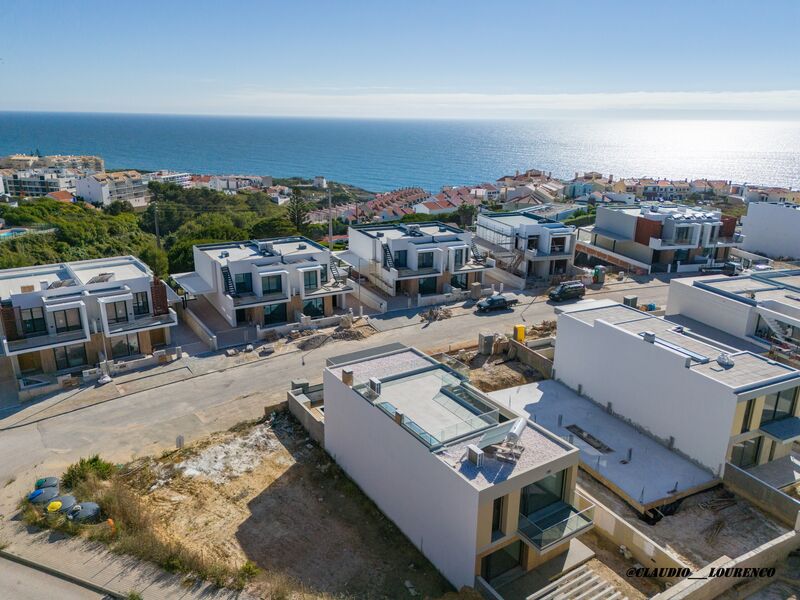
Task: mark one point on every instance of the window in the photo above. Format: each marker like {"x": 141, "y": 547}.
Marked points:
{"x": 116, "y": 312}
{"x": 748, "y": 415}
{"x": 33, "y": 321}
{"x": 141, "y": 303}
{"x": 70, "y": 357}
{"x": 778, "y": 406}
{"x": 310, "y": 280}
{"x": 274, "y": 314}
{"x": 271, "y": 284}
{"x": 542, "y": 493}
{"x": 67, "y": 320}
{"x": 124, "y": 345}
{"x": 400, "y": 259}
{"x": 243, "y": 282}
{"x": 313, "y": 307}
{"x": 745, "y": 455}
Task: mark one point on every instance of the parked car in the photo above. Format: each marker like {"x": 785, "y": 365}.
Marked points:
{"x": 496, "y": 302}
{"x": 567, "y": 291}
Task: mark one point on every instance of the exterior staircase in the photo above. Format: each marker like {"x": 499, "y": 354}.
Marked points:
{"x": 228, "y": 280}
{"x": 579, "y": 584}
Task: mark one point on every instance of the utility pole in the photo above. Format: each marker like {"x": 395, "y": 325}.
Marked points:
{"x": 155, "y": 223}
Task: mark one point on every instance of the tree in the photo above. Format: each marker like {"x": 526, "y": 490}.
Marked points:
{"x": 297, "y": 209}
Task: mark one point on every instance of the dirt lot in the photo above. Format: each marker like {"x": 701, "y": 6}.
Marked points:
{"x": 706, "y": 526}
{"x": 496, "y": 372}
{"x": 266, "y": 494}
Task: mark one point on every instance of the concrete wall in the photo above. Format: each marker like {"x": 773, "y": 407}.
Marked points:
{"x": 725, "y": 314}
{"x": 772, "y": 230}
{"x": 430, "y": 503}
{"x": 648, "y": 385}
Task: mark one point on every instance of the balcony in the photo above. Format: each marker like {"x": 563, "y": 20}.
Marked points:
{"x": 43, "y": 342}
{"x": 143, "y": 323}
{"x": 554, "y": 524}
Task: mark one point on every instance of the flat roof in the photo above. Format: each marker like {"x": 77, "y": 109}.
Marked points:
{"x": 654, "y": 470}
{"x": 745, "y": 371}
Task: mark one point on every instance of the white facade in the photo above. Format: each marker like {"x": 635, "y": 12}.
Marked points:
{"x": 669, "y": 384}
{"x": 772, "y": 229}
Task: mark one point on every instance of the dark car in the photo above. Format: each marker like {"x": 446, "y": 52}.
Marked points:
{"x": 497, "y": 302}
{"x": 567, "y": 291}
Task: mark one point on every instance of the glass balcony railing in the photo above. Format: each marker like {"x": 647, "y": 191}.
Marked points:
{"x": 554, "y": 524}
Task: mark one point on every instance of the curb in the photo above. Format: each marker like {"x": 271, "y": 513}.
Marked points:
{"x": 84, "y": 583}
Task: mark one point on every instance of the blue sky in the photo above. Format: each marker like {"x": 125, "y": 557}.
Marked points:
{"x": 431, "y": 58}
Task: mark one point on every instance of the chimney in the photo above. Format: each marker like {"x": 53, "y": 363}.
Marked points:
{"x": 347, "y": 377}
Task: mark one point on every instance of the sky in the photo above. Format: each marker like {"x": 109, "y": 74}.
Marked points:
{"x": 404, "y": 59}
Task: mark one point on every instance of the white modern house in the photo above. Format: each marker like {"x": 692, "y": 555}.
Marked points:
{"x": 105, "y": 188}
{"x": 266, "y": 282}
{"x": 527, "y": 243}
{"x": 419, "y": 258}
{"x": 67, "y": 317}
{"x": 772, "y": 229}
{"x": 654, "y": 238}
{"x": 763, "y": 308}
{"x": 709, "y": 401}
{"x": 479, "y": 489}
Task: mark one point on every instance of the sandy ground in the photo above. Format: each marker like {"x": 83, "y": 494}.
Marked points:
{"x": 695, "y": 534}
{"x": 265, "y": 493}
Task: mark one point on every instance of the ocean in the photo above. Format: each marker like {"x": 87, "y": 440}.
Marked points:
{"x": 380, "y": 155}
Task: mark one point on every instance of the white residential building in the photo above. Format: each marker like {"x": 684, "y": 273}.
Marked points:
{"x": 410, "y": 259}
{"x": 63, "y": 318}
{"x": 711, "y": 402}
{"x": 527, "y": 243}
{"x": 655, "y": 238}
{"x": 266, "y": 282}
{"x": 39, "y": 182}
{"x": 105, "y": 188}
{"x": 478, "y": 488}
{"x": 772, "y": 229}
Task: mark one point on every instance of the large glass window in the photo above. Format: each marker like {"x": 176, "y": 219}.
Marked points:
{"x": 124, "y": 345}
{"x": 778, "y": 406}
{"x": 116, "y": 312}
{"x": 70, "y": 357}
{"x": 400, "y": 259}
{"x": 274, "y": 314}
{"x": 313, "y": 307}
{"x": 425, "y": 260}
{"x": 141, "y": 303}
{"x": 310, "y": 280}
{"x": 272, "y": 284}
{"x": 67, "y": 320}
{"x": 745, "y": 455}
{"x": 542, "y": 493}
{"x": 33, "y": 321}
{"x": 243, "y": 282}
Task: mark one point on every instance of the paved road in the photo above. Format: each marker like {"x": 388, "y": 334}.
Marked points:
{"x": 21, "y": 583}
{"x": 148, "y": 422}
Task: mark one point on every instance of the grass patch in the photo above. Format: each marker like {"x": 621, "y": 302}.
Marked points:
{"x": 93, "y": 466}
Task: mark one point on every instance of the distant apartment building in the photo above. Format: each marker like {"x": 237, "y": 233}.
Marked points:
{"x": 81, "y": 164}
{"x": 657, "y": 238}
{"x": 526, "y": 243}
{"x": 63, "y": 318}
{"x": 761, "y": 307}
{"x": 266, "y": 282}
{"x": 410, "y": 259}
{"x": 711, "y": 402}
{"x": 479, "y": 489}
{"x": 183, "y": 180}
{"x": 105, "y": 188}
{"x": 39, "y": 182}
{"x": 772, "y": 229}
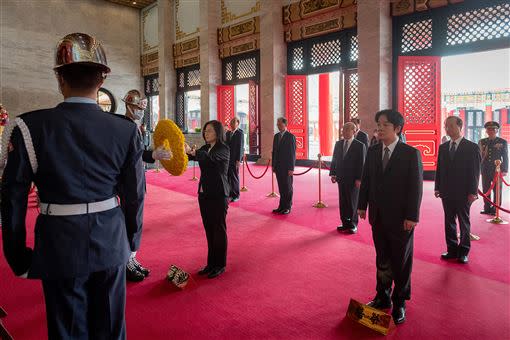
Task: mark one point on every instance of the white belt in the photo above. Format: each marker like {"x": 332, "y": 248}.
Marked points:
{"x": 78, "y": 209}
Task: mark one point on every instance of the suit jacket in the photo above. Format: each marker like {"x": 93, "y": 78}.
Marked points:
{"x": 84, "y": 155}
{"x": 457, "y": 178}
{"x": 362, "y": 137}
{"x": 213, "y": 170}
{"x": 284, "y": 152}
{"x": 395, "y": 194}
{"x": 350, "y": 167}
{"x": 235, "y": 141}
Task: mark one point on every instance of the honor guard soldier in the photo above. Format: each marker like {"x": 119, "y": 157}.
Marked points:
{"x": 492, "y": 149}
{"x": 82, "y": 160}
{"x": 135, "y": 109}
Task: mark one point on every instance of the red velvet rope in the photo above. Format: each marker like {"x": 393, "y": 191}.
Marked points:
{"x": 494, "y": 204}
{"x": 304, "y": 172}
{"x": 503, "y": 179}
{"x": 493, "y": 184}
{"x": 259, "y": 177}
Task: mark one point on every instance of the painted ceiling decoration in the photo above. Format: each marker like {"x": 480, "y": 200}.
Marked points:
{"x": 311, "y": 18}
{"x": 239, "y": 38}
{"x": 402, "y": 7}
{"x": 134, "y": 3}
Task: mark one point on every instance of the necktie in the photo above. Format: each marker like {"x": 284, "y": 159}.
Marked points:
{"x": 452, "y": 150}
{"x": 386, "y": 157}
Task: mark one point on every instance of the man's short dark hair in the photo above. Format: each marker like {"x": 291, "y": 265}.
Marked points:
{"x": 81, "y": 76}
{"x": 394, "y": 117}
{"x": 458, "y": 121}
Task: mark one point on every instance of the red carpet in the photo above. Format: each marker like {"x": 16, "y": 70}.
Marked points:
{"x": 289, "y": 277}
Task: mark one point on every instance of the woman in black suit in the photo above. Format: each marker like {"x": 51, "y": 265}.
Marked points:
{"x": 213, "y": 192}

------------------------------------

▸ **What is expected**: Copy out every line of the entries from the one containing "Task: mark one point on every instance of the red carpet" through the end of the entries, both included. Add 57 to each x and y coordinate in the marked points, and leave the tasks, including their format samples, unchanged.

▸ **Task solution**:
Task: mark one point on every instance of the red carpet in the photo above. Format: each marker like {"x": 16, "y": 70}.
Marked points:
{"x": 346, "y": 334}
Task: mark one point on every instance of the woman in black suit in the photo above. Format: each marker like {"x": 51, "y": 265}.
Marked points:
{"x": 270, "y": 249}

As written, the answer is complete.